# start of TEXT EXCERPT
Long after his first guitar and local success, Paisley earned an ASCAP scholarship to attend Belmont University where he received a bachelor’s degree. A few years after graduating, his career was taking off and with it, a formidable guitar collection. Tragically, he lost a considerable amount of gear in the flood that ripped through Nashville in 2010. “There were guitars, nicer acoustics and things that I would keep at home, and a couple of older electrics and stuff that you wouldn’t want to beat up on the road, like Gretsches and Gibson hollowbodies and vintage Fenders. I’d say around that time I probably had 50 or 60 guitars. Then the flood came and wiped out everything I toured with and a lot of what was in storage. I literally went from like 50 to ten, something like that. Frankly, the ten that remained, a couple of them were really important.”
# end of TEXT EXCERPT
# EXERCISE 1
Report how many lines in the entries contain the string "cliff". Give only the number.
The entries have no connection to the passage about Paisley's guitars.
# start of TASK MATERIAL
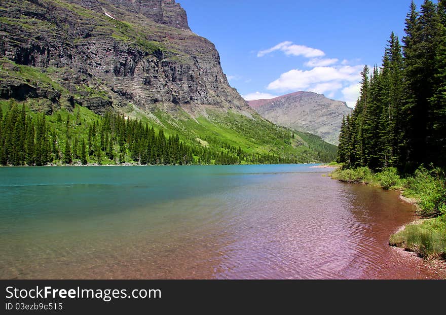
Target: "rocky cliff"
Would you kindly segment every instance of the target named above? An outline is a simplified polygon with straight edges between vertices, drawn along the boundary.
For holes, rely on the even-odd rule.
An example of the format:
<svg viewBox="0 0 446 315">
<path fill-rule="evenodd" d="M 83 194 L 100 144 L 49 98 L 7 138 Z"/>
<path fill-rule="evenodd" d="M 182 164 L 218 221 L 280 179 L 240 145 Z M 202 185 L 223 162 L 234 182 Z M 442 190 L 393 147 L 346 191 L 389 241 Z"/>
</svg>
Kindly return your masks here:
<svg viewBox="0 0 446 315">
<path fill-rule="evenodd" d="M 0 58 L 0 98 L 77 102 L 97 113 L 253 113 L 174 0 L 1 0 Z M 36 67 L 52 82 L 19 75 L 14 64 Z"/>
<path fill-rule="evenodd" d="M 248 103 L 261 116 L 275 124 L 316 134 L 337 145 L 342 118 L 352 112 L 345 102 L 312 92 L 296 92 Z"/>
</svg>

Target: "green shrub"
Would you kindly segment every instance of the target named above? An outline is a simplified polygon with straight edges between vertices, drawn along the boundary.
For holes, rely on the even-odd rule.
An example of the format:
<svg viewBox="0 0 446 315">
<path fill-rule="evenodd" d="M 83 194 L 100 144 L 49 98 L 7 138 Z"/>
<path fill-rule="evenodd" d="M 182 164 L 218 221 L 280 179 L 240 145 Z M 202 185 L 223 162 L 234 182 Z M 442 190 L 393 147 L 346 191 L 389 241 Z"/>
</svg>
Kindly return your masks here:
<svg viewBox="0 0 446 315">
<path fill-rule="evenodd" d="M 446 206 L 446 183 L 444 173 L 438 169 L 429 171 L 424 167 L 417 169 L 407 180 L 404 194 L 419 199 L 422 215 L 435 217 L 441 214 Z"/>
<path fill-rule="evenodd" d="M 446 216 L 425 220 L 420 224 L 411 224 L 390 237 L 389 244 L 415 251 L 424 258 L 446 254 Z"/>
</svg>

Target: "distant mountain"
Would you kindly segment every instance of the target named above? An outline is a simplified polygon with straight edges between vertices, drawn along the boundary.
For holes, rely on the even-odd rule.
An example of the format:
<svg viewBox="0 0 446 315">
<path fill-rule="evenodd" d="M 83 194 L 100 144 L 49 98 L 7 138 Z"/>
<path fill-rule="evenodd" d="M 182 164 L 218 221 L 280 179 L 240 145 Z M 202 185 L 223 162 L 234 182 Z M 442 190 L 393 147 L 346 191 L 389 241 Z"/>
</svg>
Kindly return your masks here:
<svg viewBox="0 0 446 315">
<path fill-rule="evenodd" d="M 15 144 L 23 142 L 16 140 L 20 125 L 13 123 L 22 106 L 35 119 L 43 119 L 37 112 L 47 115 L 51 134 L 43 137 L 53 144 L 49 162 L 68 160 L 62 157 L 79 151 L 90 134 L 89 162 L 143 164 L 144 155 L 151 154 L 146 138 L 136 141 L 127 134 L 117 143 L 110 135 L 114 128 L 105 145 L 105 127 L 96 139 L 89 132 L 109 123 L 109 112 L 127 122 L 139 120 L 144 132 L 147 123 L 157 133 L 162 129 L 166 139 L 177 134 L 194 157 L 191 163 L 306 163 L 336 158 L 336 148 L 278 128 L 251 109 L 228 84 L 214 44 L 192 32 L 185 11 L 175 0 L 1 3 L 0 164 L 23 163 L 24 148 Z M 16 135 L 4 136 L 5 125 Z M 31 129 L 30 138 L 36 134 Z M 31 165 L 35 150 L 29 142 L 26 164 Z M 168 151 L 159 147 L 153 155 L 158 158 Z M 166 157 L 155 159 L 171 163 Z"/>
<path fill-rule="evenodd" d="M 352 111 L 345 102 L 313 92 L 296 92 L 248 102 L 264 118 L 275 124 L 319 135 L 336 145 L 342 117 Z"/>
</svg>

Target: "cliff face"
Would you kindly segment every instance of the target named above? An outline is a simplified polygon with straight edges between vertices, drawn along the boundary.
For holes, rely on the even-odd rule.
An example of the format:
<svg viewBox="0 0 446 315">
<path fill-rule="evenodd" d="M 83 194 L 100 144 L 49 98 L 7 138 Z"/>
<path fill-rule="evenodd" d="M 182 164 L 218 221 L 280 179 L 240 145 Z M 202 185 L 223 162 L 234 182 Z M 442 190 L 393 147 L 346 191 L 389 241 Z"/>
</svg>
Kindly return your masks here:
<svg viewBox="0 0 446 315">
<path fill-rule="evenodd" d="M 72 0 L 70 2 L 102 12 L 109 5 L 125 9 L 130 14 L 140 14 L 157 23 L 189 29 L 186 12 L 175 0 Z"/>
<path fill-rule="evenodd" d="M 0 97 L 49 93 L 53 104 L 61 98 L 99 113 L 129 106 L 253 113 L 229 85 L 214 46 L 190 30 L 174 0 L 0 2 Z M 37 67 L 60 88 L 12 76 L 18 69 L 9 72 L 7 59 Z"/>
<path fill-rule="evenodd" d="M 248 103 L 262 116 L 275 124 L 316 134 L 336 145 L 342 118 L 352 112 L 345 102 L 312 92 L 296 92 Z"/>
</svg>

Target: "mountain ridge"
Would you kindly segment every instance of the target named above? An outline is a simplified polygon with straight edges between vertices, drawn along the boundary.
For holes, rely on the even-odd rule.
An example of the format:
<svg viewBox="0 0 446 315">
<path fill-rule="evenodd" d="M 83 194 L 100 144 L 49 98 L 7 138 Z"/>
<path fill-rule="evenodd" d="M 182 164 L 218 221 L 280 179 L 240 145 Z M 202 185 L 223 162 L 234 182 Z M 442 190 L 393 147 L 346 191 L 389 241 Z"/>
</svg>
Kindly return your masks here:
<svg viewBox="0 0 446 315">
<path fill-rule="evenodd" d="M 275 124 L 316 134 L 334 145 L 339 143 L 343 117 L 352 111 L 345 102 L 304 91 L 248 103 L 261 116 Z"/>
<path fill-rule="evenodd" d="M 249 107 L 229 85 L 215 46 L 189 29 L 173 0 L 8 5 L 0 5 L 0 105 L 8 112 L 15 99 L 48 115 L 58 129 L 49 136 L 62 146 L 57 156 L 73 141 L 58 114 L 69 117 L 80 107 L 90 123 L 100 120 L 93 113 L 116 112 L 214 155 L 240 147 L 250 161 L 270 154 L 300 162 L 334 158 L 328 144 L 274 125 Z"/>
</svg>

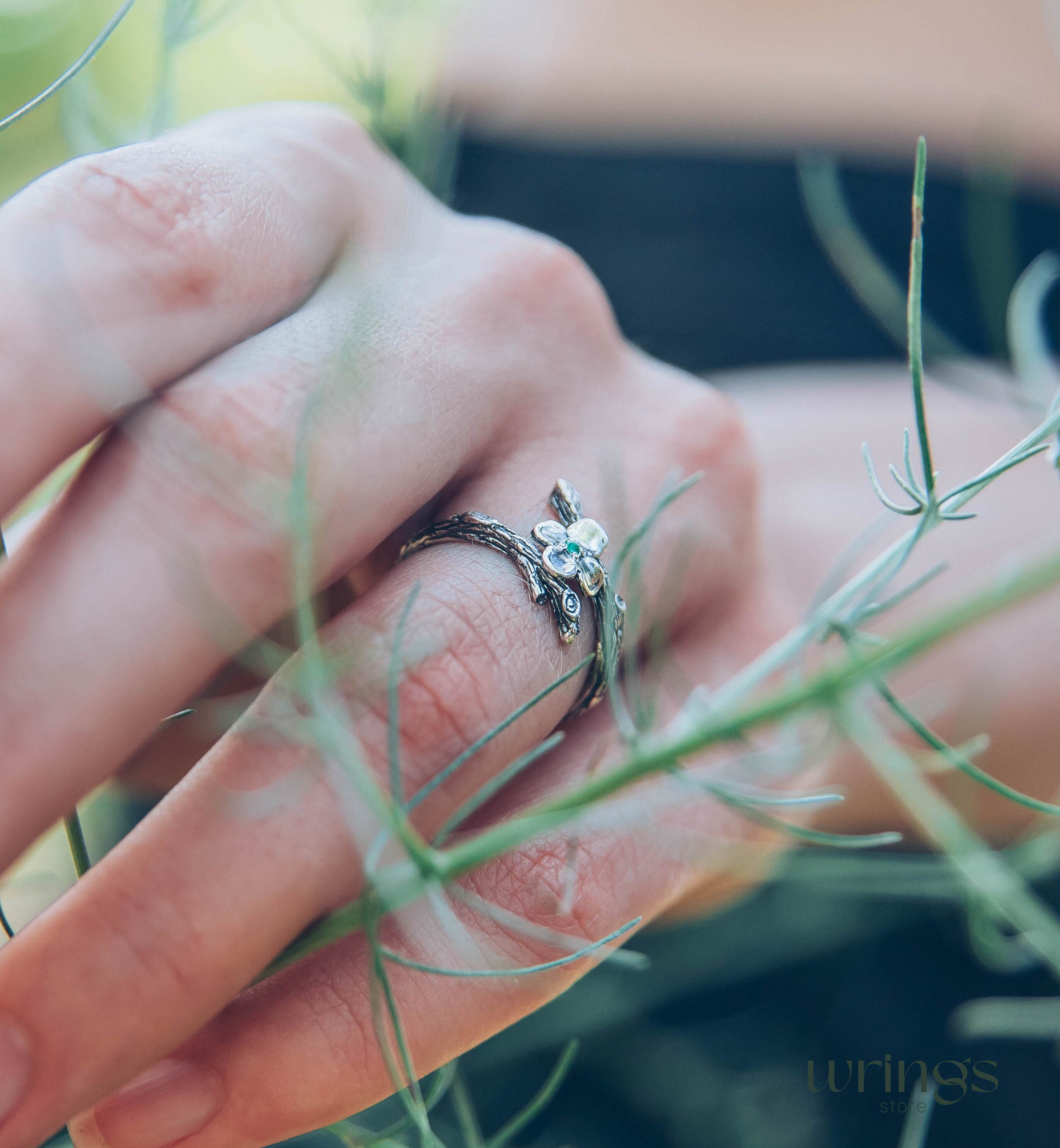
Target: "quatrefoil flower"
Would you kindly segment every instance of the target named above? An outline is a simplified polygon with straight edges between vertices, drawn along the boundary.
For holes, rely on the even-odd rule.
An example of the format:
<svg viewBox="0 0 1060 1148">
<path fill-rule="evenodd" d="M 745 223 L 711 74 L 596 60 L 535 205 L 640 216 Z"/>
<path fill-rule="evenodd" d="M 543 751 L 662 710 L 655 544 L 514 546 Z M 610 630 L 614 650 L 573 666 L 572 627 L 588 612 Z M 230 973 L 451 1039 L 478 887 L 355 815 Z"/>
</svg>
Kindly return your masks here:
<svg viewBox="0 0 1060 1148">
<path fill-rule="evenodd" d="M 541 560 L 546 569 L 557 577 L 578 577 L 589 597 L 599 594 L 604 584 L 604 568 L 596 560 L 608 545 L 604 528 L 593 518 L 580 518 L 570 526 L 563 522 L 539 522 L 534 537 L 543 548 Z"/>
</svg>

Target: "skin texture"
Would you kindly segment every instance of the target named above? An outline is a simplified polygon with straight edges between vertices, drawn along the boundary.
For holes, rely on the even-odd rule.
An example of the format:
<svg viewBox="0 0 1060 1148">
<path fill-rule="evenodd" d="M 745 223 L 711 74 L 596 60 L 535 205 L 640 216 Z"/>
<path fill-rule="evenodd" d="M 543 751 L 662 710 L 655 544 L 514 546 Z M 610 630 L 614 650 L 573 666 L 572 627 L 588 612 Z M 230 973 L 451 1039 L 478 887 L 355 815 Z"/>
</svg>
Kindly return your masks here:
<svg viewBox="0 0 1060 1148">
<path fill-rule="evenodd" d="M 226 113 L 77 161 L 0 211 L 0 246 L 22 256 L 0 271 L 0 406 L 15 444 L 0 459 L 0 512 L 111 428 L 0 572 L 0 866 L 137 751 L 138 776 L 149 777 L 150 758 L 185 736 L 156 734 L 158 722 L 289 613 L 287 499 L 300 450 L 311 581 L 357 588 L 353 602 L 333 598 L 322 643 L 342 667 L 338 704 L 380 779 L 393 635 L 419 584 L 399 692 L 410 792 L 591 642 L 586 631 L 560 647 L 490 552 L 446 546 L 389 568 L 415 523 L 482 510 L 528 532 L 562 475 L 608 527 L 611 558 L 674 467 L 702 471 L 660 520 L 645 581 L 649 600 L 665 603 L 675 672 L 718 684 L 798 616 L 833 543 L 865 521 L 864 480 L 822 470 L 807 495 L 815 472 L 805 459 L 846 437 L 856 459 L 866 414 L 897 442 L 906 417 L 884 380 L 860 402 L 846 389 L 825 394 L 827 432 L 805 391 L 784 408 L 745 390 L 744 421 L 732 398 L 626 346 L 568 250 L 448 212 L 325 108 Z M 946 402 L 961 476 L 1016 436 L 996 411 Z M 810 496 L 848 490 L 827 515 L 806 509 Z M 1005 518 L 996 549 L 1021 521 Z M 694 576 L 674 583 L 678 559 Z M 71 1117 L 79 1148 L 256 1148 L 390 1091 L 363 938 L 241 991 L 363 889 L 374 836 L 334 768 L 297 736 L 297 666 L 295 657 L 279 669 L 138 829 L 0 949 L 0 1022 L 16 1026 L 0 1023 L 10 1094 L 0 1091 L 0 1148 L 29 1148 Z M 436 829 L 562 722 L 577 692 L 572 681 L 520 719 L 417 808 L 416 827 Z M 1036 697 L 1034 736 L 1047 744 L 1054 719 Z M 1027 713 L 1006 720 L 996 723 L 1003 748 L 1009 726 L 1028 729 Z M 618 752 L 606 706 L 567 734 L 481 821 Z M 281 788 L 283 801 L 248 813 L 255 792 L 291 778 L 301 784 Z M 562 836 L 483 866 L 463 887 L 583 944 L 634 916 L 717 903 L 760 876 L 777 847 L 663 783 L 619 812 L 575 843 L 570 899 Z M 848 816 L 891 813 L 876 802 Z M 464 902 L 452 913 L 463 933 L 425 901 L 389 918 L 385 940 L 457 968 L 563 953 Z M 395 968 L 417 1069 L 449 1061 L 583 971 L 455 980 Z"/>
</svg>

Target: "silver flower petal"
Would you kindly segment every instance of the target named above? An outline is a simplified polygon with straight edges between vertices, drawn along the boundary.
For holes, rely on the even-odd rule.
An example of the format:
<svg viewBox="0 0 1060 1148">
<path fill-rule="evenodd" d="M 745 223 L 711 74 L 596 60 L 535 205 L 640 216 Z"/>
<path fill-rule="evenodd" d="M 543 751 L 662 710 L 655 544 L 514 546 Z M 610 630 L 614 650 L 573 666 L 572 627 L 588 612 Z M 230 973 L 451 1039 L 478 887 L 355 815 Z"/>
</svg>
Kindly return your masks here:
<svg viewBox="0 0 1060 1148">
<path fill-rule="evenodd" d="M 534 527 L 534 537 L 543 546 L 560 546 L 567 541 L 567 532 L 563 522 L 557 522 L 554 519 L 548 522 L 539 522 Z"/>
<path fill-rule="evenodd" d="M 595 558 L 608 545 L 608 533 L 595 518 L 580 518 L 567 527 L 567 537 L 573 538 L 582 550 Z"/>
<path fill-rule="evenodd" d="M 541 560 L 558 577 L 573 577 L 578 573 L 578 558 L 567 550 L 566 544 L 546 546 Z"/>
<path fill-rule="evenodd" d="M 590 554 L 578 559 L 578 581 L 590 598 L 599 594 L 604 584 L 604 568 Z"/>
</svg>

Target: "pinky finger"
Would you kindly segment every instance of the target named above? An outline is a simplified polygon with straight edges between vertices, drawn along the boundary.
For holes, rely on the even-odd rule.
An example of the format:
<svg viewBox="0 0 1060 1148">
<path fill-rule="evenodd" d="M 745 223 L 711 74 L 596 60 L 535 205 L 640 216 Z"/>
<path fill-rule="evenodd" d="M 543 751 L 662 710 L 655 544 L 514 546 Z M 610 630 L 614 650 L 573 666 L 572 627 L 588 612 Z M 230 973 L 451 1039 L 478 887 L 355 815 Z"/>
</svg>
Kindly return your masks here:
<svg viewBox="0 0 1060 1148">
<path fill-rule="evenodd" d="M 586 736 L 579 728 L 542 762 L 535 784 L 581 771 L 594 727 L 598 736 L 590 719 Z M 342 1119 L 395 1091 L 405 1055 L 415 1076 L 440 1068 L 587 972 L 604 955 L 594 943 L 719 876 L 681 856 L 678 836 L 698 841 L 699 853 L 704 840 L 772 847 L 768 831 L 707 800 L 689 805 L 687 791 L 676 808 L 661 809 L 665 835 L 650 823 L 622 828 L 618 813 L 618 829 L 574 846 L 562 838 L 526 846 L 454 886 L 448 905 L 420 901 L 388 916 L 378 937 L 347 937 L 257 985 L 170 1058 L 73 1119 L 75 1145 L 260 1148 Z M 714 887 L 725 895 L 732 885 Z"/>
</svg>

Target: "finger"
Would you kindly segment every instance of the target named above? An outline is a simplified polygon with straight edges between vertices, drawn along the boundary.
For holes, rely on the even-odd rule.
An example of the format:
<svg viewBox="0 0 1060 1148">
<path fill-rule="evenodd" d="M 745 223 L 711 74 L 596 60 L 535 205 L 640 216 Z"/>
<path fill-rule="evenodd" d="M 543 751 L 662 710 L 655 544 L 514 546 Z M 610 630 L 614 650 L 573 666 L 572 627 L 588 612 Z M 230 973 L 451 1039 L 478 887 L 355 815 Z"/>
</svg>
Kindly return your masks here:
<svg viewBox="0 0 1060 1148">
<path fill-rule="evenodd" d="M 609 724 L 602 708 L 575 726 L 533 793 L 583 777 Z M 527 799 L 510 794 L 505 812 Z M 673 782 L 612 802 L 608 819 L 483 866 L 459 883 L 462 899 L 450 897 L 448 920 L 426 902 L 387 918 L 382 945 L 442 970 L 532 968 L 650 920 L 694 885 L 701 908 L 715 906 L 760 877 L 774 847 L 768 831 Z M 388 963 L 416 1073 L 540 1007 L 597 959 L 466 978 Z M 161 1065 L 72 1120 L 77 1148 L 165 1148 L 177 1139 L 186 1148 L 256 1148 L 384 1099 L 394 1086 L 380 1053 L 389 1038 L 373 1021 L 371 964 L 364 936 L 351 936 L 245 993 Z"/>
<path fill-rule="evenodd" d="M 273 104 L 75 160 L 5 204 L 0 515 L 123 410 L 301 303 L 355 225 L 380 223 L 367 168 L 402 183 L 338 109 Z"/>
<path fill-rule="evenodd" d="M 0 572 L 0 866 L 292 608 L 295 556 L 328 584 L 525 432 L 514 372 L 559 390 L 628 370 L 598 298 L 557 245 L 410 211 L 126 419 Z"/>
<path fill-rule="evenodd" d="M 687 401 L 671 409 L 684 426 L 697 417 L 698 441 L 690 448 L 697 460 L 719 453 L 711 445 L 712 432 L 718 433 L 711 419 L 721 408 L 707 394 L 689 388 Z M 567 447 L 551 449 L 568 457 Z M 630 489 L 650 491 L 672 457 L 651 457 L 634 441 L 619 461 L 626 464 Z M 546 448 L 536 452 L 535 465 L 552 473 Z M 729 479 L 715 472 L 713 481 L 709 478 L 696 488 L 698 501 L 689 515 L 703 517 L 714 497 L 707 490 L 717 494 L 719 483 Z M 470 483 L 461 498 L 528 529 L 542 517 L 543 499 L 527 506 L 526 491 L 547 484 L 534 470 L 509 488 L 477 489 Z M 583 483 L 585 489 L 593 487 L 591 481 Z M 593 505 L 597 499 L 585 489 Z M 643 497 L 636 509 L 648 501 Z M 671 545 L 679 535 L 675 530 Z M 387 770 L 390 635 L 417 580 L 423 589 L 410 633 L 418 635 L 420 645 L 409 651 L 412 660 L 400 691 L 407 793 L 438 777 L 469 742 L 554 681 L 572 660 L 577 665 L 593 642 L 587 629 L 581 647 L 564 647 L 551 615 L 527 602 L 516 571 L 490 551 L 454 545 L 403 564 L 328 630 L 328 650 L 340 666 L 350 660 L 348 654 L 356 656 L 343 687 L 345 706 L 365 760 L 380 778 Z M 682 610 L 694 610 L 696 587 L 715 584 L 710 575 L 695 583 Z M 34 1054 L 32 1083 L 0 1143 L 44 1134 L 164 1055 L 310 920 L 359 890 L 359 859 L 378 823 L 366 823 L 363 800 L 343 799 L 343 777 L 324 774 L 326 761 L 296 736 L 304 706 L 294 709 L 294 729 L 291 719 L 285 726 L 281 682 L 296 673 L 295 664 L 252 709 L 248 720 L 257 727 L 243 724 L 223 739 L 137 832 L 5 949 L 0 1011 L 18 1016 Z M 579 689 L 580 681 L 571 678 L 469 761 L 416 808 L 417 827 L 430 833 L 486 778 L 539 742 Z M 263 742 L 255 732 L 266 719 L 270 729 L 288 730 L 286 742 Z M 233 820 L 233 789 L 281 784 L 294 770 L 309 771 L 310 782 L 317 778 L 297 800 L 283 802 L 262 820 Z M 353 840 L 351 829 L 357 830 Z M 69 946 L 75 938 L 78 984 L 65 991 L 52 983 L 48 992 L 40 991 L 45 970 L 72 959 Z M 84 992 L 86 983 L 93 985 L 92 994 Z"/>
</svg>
# end of TASK MATERIAL
# EXERCISE 2
Name every guitar brand mentioned in the passage about Paisley's guitars.

# FULL ANSWER 1
2

# FULL ANSWER 2
Gretsch, Gibson, Fender